DOCUMENT EXCERPT:
Anthony Kiplangat Ngeno & Paul Kiprono Cheruiyot v Jonathan Ole Tankoi,Solomon Ole Tarakwa,Johana Kiptonui Cheruiyot & Joseph Tonui [2016] KEHC 5320 (KLR)
Full Case Text
REPUBLIC OF KENYA
IN THE HIGH COURT OF KENYA AT KISII
HIGH COURT CIVIL APPEAL NO. 41 OF 2015
(Appeal from the Judgment of Hon. A.K. Mokoross (SRM) dated and
delivered on 5TH March, 2015, in the original
KILGORISSRMC No. 28 of 2011)
ANTHONY KIPLANGAT NGENO…………………………..1ST APPELLANT
PAUL KIPRONO CHERUIYOT…………………………….2ND APPELLANT
VERSUS
JONATHAN OLE TANKOI ……………………..…....…. 1ST RESPONDENT
SOLOMON OLE TARAKWA………………………….…2ND RESPONDENT
JOHANA KIPTONUI CHERUIYOT……………….….…3RD RESPONDENT
JOSEPH TONUI………………........................................4TH RESPONDENT
RULING
This ruling is in respect to an application dated 11th June, 2015 brought by way of Notice of Motion under order 51 Rules 1 and 4, order 42 Rules 6 (1) and (2) of the Civil Procedure Rules in which the applicant seeks orders as follows:
Spent
Spent
That pending the hearing and determination of this Appeal, this Honourable Court to order stay of execution of judgment on 5th March, 2015 in KILGORIS SRMC No. 28 of 2011.
That the costs of this application be provided for.
The application is brought on the grounds that applicants have a right of appeal yet as the appeal is pending the respondents insist on assessing their bill of costs vide an assessment notice dated 30th April, 2015 fixed for June, 2015.
The application is further supported by the affidavit of the 1st applicant Anthony Kiplagat Ngeno sworn on 11th June 2015 in which he states that he had already appealed against the judgment delivered on 5th March, 2015 in Kilgoris SRMC No. 28 of 2011 and the respondents insist on assessing costs awarded by the lower court and have already served the appellants with the assessment notice.
The 1st applicant depones that the appeal has high chances of success and the applicants will suffer irreparable loss if the orders sought are not granted.
On 17th July, 2015, the respondents herein filed a statement of Grounds of Opposition in response to the application in which they state that the application is premature, misconceived, incompetent and otherwise legally untenable because it is based on a negative order of dismissal of the applicants suit at the lower court not capable of being stayed and consequently this court lacks jurisdiction to entertain the application.
The respondents state that the application does not meet the mandatory conditions for grant of orders of stay of execution pending appeal as envisaged in Order 42 Rule 6 of the Civil Procedure Rules.
The respondents further state that the application is devoid of merit, has been filed after an unreasonable and inordinate delay and is intended to delay obstruct and/or otherwise defeat the due process of court.
On 15th June, 2015, the applicants obtained an interim order of stay of execution pending the interpartes hearing and determination of this application.

(Dataset records)
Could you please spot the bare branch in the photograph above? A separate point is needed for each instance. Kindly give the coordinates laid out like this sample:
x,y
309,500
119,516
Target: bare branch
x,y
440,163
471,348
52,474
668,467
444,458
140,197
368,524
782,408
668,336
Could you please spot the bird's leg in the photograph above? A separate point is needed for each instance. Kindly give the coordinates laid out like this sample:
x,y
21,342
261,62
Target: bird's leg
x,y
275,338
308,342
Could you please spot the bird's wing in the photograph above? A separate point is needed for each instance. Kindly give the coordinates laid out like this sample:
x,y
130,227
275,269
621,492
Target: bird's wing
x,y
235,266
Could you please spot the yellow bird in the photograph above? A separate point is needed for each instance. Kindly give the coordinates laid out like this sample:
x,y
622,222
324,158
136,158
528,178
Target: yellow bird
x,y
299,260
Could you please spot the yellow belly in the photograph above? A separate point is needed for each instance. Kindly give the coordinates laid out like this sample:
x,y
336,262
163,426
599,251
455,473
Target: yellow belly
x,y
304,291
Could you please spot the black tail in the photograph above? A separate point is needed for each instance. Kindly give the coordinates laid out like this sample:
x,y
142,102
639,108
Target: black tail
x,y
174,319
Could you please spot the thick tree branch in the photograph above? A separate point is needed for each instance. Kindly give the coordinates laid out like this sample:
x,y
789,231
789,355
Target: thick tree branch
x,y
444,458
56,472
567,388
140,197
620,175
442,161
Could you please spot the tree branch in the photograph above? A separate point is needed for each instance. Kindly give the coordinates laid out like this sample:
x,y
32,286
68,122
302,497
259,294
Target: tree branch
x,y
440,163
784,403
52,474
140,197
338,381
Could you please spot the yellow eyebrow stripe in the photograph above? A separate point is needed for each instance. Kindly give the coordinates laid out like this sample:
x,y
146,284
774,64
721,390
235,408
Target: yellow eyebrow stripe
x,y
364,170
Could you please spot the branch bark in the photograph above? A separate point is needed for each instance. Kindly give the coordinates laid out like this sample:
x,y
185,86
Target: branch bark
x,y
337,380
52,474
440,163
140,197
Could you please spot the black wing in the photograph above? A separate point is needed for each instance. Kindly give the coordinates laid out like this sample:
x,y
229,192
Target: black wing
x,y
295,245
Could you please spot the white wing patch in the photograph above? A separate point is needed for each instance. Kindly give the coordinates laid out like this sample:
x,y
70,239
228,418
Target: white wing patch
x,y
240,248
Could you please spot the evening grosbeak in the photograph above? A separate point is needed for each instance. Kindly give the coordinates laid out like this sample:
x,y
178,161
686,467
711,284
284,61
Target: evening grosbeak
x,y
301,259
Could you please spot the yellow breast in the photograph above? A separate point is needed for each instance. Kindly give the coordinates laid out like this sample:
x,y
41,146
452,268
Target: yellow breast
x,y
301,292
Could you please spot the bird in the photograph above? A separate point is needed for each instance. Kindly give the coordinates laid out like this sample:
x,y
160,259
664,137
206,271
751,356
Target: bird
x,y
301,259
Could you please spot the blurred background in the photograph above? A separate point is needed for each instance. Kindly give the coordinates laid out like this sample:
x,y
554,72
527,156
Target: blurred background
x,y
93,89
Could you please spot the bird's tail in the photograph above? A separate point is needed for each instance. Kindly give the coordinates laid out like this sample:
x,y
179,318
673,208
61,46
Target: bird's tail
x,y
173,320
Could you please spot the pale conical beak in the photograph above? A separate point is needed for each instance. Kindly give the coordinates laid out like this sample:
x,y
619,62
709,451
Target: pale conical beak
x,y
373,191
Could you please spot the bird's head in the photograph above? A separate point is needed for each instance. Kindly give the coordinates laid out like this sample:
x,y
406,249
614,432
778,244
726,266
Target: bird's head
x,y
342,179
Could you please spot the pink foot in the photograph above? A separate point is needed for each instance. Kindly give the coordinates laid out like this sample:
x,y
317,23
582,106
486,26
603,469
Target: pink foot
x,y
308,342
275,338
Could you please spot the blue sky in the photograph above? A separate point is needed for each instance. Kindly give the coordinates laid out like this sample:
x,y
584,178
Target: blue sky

BRIEF:
Decide whether each statement agrees with the Kisii High Court ruling above, answering yes or no and quoting the deciding words of the ruling: (a) the application for stay of execution is dated 11th June, 2015; (b) the respondents filed their Grounds of Opposition on 15th June, 2015; (c) the assessment notice is dated 30th April, 2015.

TASK ANSWER:
(a) Yes: "an application dated 11th June, 2015"
(b) No: "On 17th July, 2015, the respondents herein filed a statement of Grounds of Opposition"
(c) Yes: "an assessment notice dated 30th April, 2015"